- Officer's badge of the order

Awarded by Jamaica
- Type: Order
- Motto: "Distinction Through Service"
- Eligibility: Distinguished citizens of Jamaica and other countries
- Awarded for: Outstanding and important services to Jamaica
- Status: Currently constituted
- Chancellor: Governor-General of Jamaica
- Grades: Commander (CD) Officer (OD)

Precedence
- Next (higher): Order of Jamaica
- Next (lower): Badge of Honour

= Order of Distinction (Jamaica) =

National order in the Jamaican honours system

The Order of Distinction (OD) is a national order in the Jamaican honours system. It is the sixth in order of precedence of the Orders of Societies of Honour, which were instituted by an Act of Parliament (The National Honours and Awards Act) in 1968. The motto of the Order is "Distinction Through Service".
★ ★ ★
**EXERCISE A**
According to the passage on the Order of Distinction, what is the Order's motto?
The passage on the Order of Distinction and the entries after it are unrelated material.
★ ★ ★
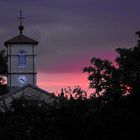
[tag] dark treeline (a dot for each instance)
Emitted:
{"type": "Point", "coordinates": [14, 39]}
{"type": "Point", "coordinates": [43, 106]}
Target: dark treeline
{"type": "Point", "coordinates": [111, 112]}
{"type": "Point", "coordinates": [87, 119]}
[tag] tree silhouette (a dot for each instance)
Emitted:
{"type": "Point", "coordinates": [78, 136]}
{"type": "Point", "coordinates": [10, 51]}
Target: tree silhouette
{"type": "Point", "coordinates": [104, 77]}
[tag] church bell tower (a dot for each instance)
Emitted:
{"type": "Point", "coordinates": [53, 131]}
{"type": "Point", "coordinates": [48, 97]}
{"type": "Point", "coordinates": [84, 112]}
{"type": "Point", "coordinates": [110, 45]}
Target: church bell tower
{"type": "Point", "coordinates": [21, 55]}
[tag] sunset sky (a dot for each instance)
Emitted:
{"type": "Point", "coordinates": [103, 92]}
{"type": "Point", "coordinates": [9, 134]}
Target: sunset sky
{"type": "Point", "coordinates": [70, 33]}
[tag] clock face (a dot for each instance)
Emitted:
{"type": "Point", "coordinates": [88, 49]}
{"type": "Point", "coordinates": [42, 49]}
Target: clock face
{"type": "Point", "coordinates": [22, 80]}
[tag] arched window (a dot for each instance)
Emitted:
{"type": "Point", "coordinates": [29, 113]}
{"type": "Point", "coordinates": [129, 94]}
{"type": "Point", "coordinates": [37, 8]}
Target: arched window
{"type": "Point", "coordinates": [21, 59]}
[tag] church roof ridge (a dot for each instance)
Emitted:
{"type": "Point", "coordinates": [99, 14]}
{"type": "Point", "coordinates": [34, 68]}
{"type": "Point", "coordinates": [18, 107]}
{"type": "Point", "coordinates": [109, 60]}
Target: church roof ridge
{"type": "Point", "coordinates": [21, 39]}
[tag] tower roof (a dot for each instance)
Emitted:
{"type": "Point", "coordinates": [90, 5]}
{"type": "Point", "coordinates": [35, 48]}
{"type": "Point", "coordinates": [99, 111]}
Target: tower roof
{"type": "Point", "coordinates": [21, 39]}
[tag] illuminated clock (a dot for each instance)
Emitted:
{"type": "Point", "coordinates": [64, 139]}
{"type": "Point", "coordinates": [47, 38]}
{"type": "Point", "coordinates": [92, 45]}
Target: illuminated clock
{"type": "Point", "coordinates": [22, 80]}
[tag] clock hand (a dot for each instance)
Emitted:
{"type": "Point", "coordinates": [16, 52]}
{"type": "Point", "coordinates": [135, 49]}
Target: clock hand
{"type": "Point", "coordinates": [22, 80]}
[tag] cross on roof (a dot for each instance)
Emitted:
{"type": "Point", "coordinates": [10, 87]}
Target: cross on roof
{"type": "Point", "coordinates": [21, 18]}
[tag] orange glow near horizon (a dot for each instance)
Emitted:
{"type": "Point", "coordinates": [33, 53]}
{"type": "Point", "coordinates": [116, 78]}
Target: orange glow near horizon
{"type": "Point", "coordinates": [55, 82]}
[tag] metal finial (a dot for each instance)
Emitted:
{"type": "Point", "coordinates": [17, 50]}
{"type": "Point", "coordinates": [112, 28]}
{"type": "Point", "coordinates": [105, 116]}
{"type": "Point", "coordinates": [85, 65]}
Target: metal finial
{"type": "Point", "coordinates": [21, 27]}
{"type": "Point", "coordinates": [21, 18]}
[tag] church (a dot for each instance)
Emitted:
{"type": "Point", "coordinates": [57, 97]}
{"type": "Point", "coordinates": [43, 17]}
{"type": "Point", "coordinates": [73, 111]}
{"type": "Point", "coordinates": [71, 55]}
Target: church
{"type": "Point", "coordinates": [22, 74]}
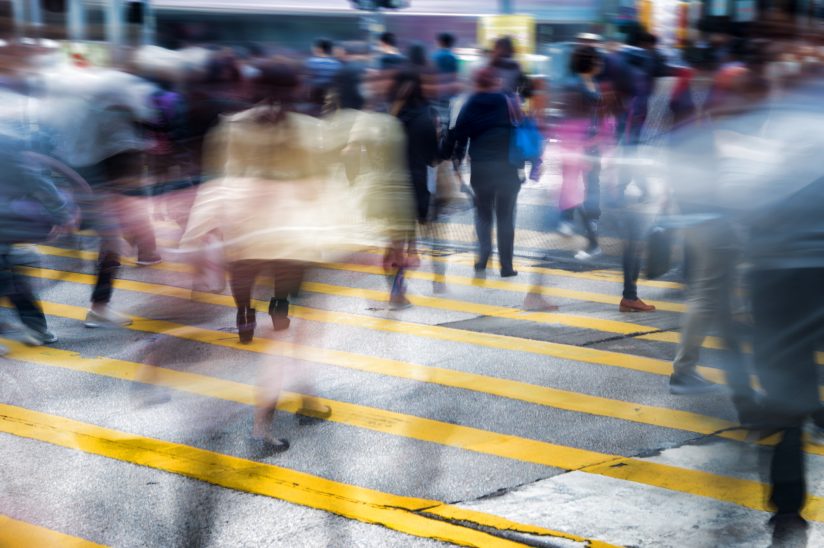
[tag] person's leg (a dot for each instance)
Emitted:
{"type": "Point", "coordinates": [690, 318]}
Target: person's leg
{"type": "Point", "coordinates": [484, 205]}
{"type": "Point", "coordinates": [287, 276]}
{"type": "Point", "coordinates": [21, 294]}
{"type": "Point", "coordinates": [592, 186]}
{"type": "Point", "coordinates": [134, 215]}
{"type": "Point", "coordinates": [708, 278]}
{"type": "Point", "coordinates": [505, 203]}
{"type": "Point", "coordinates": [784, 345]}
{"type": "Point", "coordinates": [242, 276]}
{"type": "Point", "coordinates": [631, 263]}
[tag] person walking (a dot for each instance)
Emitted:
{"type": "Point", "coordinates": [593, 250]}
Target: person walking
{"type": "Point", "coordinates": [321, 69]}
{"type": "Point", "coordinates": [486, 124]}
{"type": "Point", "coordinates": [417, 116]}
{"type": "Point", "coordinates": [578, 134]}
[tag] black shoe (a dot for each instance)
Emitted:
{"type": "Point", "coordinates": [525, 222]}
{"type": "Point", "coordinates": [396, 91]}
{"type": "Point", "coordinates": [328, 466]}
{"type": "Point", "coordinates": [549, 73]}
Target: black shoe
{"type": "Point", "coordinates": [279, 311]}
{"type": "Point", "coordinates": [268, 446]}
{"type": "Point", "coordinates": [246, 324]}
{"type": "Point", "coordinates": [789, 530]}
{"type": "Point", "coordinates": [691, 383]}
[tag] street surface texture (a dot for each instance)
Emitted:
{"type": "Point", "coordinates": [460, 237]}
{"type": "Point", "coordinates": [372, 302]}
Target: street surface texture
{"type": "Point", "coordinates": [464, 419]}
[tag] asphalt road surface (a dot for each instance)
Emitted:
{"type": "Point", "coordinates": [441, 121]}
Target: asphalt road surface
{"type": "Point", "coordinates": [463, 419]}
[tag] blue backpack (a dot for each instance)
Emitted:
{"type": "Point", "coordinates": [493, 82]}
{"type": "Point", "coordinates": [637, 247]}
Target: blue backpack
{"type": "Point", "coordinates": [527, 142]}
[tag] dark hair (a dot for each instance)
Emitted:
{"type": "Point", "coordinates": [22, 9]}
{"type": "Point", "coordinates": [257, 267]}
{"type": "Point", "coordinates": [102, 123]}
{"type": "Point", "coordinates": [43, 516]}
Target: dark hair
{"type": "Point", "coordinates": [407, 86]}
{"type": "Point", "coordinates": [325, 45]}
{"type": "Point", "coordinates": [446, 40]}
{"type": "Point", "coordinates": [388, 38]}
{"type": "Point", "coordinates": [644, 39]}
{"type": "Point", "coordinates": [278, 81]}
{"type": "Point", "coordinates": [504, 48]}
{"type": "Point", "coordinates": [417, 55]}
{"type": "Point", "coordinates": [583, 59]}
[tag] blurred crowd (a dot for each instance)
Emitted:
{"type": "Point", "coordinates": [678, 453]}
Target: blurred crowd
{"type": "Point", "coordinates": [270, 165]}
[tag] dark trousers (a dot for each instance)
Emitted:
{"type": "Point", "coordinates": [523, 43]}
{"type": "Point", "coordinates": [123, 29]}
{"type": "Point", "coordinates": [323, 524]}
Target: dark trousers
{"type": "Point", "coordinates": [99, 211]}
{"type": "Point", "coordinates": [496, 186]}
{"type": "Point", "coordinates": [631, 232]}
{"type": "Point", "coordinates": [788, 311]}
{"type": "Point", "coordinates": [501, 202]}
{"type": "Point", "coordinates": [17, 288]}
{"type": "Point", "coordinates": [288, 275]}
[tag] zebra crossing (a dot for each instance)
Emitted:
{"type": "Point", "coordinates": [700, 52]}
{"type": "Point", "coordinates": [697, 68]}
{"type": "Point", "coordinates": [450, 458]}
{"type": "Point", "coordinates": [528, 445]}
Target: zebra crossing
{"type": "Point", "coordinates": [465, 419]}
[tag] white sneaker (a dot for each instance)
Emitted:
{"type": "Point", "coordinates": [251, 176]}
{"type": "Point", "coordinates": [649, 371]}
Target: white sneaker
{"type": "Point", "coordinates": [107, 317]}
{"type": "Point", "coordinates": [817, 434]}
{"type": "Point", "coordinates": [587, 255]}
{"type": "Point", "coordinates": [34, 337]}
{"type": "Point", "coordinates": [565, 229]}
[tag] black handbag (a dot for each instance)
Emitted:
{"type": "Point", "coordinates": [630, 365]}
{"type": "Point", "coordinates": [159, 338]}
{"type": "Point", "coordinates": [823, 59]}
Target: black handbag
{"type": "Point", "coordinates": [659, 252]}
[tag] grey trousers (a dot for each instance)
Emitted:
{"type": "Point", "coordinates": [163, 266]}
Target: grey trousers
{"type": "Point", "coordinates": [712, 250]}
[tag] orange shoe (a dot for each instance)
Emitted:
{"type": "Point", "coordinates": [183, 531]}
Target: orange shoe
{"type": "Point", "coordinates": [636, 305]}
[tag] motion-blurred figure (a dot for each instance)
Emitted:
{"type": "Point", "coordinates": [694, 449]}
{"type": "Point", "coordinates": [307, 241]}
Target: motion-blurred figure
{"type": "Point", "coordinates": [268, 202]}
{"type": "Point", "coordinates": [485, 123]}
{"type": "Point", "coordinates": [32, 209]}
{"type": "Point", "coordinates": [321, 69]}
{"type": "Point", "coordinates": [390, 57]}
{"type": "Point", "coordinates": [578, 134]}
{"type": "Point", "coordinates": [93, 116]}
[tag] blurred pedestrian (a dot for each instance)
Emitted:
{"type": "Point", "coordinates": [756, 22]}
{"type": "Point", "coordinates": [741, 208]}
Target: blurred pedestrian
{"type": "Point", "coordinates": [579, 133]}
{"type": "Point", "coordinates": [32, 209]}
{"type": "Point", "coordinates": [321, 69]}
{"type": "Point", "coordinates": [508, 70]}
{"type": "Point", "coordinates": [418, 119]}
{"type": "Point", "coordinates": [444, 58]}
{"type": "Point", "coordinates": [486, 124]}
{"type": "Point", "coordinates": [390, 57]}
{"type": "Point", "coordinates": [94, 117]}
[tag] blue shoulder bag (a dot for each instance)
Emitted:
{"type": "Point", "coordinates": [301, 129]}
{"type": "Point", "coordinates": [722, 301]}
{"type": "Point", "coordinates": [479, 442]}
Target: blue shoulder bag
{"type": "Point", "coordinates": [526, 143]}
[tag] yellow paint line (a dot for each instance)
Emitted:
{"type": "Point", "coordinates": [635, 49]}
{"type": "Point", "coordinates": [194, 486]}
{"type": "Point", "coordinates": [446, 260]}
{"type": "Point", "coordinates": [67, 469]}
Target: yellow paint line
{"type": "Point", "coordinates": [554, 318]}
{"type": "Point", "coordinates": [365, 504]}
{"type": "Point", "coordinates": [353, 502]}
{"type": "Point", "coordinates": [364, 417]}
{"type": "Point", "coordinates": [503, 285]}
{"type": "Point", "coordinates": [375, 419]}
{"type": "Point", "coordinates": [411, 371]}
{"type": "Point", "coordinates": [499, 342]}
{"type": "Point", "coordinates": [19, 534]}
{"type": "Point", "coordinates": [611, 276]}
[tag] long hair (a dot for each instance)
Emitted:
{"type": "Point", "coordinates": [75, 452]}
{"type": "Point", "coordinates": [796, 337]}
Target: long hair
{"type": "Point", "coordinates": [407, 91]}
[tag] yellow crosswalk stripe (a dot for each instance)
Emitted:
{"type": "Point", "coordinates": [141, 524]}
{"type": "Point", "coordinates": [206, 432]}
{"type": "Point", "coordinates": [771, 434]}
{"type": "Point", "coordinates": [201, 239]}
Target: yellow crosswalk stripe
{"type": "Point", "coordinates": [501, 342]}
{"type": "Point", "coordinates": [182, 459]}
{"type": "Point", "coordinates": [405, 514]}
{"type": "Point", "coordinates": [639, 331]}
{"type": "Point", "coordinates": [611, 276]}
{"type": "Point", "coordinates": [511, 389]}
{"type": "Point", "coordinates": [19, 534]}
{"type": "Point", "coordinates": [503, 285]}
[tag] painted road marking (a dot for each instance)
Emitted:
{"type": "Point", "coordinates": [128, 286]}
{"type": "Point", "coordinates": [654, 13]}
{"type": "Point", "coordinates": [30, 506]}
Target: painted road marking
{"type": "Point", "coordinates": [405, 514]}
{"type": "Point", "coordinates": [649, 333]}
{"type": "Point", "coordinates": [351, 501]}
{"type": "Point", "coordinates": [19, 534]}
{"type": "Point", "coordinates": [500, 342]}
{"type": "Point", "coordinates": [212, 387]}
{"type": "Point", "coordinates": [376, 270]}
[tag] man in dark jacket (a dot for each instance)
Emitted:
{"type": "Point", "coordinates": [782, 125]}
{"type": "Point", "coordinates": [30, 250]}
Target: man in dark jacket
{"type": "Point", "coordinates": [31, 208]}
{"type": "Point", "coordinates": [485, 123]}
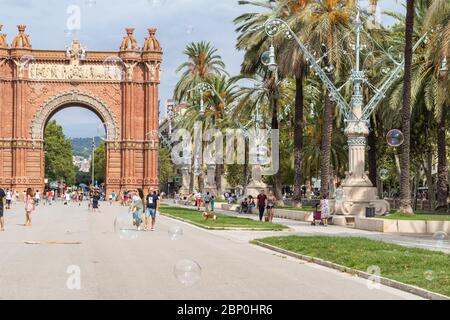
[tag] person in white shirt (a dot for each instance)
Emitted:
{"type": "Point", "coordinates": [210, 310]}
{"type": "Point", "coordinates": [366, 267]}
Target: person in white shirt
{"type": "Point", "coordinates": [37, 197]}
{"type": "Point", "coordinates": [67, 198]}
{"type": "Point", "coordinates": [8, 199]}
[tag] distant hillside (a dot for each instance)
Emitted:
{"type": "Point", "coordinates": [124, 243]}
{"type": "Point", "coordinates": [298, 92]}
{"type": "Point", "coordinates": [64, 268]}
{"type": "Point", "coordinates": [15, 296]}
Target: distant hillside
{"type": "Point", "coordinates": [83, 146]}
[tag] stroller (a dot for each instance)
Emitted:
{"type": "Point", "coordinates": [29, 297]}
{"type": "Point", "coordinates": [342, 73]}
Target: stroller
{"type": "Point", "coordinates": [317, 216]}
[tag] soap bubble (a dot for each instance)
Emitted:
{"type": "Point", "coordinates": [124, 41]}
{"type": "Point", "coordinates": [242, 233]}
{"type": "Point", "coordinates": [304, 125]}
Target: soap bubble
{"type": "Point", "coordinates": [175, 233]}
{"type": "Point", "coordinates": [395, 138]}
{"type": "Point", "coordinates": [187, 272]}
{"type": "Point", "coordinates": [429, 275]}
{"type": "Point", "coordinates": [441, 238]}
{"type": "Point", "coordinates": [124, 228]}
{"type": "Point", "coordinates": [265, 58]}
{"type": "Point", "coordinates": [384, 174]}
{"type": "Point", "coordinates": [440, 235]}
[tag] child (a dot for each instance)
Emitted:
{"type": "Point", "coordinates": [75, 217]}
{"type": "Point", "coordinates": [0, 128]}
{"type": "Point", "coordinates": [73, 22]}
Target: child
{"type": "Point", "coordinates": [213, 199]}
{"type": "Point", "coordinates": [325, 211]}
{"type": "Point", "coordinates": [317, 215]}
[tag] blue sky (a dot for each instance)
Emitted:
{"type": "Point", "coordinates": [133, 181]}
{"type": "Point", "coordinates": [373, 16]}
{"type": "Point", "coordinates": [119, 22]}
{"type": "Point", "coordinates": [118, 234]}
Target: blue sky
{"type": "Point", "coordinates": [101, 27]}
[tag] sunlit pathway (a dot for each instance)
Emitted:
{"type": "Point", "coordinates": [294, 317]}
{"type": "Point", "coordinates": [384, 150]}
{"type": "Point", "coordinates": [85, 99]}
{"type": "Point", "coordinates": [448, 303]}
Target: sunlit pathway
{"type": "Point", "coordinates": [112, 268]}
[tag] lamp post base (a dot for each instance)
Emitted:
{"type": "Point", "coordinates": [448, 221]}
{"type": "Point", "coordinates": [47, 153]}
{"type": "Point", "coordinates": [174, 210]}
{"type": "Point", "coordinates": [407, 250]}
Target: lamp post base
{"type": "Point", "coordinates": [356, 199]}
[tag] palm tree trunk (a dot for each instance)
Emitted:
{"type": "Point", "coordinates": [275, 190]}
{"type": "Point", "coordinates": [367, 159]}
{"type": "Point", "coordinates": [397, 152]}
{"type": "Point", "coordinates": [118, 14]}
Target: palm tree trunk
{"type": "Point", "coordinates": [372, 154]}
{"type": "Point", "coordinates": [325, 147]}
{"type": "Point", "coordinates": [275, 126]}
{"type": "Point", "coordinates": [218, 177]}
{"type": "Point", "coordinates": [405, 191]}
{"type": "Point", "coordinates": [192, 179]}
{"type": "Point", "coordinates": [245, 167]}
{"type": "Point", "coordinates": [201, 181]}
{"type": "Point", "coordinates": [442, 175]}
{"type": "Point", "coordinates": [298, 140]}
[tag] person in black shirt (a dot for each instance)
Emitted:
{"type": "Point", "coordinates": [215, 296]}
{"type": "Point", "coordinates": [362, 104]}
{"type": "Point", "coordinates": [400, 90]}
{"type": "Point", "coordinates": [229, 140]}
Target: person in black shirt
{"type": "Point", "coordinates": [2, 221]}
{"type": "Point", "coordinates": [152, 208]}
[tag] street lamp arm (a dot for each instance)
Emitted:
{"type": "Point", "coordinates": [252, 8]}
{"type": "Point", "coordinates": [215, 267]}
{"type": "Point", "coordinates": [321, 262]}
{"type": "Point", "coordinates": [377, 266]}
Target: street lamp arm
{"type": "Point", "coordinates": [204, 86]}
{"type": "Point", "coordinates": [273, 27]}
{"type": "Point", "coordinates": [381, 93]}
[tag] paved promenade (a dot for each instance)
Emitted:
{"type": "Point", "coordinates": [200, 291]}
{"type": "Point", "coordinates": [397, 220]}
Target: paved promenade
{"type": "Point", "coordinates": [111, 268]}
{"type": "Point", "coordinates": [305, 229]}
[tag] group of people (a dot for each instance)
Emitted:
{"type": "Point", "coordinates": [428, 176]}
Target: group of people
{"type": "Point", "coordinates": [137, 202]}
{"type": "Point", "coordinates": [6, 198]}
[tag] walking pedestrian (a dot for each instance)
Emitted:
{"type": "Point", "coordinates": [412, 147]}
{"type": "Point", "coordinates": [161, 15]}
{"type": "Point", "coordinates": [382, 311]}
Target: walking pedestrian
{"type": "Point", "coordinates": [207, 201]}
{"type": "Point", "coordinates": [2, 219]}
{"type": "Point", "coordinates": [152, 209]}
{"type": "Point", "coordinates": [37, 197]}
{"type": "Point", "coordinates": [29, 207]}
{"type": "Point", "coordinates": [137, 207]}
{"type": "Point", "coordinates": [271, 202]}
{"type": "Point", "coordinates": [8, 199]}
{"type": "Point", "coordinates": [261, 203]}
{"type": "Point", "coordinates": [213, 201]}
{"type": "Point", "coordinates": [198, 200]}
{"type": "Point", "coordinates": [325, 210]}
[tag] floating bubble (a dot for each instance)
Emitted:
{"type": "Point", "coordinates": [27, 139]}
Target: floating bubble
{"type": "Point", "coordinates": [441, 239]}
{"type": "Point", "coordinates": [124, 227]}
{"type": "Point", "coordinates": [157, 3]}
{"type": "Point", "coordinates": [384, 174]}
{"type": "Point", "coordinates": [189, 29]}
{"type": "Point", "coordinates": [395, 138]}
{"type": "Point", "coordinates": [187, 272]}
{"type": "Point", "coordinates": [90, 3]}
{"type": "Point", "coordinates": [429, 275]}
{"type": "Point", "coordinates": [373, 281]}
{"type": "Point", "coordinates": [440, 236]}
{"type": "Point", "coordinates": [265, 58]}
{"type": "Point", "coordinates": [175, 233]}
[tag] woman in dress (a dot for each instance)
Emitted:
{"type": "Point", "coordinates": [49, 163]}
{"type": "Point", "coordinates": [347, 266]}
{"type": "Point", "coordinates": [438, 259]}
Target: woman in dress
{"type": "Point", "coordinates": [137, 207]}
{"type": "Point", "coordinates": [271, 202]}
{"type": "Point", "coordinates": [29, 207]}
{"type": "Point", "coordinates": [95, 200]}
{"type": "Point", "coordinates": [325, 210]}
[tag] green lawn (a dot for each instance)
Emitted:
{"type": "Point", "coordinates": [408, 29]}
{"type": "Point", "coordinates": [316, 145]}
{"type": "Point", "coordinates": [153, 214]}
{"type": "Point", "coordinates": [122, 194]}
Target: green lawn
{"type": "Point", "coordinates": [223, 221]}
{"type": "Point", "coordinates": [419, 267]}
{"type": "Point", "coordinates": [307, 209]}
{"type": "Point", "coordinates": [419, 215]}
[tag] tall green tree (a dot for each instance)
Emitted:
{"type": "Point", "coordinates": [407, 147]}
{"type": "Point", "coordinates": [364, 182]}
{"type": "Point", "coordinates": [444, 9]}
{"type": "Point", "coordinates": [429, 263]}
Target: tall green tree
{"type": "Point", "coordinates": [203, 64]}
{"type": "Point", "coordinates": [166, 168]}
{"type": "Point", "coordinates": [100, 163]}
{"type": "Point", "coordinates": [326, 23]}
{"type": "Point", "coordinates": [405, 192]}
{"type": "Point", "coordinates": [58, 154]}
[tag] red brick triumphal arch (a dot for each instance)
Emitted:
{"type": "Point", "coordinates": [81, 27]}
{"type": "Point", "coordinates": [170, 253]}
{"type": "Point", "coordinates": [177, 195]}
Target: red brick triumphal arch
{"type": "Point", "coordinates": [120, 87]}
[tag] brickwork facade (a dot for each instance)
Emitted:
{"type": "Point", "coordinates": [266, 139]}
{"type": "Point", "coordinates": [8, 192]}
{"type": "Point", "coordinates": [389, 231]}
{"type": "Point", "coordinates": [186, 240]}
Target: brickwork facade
★ ★ ★
**EXERCISE B**
Recast the entries, starting at the line that contains "[tag] green lawn (a dot for each instance)" and ending at the last line of the entries, as a JSON list of strings with one string per line and blank lines omitted.

**WORKED ANSWER A**
"Distinction Through Service"

**WORKED ANSWER B**
[
  "[tag] green lawn (a dot for each instance)",
  "Emitted:",
  "{\"type\": \"Point\", \"coordinates\": [408, 29]}",
  "{\"type\": \"Point\", \"coordinates\": [316, 145]}",
  "{\"type\": \"Point\", \"coordinates\": [153, 214]}",
  "{\"type\": \"Point\", \"coordinates\": [122, 194]}",
  "Target: green lawn",
  "{\"type\": \"Point\", \"coordinates\": [223, 221]}",
  "{\"type\": \"Point\", \"coordinates\": [419, 267]}",
  "{\"type\": \"Point\", \"coordinates\": [307, 209]}",
  "{\"type\": \"Point\", \"coordinates\": [419, 215]}",
  "[tag] tall green tree (a dot for each instance)",
  "Emitted:",
  "{\"type\": \"Point\", \"coordinates\": [407, 147]}",
  "{\"type\": \"Point\", \"coordinates\": [364, 182]}",
  "{\"type\": \"Point\", \"coordinates\": [444, 9]}",
  "{\"type\": \"Point\", \"coordinates\": [429, 263]}",
  "Target: tall green tree",
  "{\"type\": \"Point\", \"coordinates\": [203, 64]}",
  "{\"type\": \"Point\", \"coordinates\": [166, 168]}",
  "{\"type\": \"Point\", \"coordinates\": [100, 163]}",
  "{\"type\": \"Point\", \"coordinates\": [326, 23]}",
  "{\"type\": \"Point\", \"coordinates\": [405, 192]}",
  "{\"type\": \"Point\", \"coordinates\": [58, 154]}",
  "[tag] red brick triumphal arch (a dot for each instance)",
  "Emitted:",
  "{\"type\": \"Point\", \"coordinates\": [81, 27]}",
  "{\"type\": \"Point\", \"coordinates\": [170, 253]}",
  "{\"type\": \"Point\", \"coordinates\": [177, 195]}",
  "Target: red brick triumphal arch",
  "{\"type\": \"Point\", \"coordinates\": [120, 87]}",
  "[tag] brickwork facade (a dot for each instance)",
  "Emitted:",
  "{\"type\": \"Point\", \"coordinates\": [266, 139]}",
  "{\"type\": \"Point\", \"coordinates\": [8, 192]}",
  "{\"type\": \"Point\", \"coordinates\": [389, 231]}",
  "{\"type\": \"Point\", \"coordinates\": [186, 240]}",
  "Target: brickwork facade"
]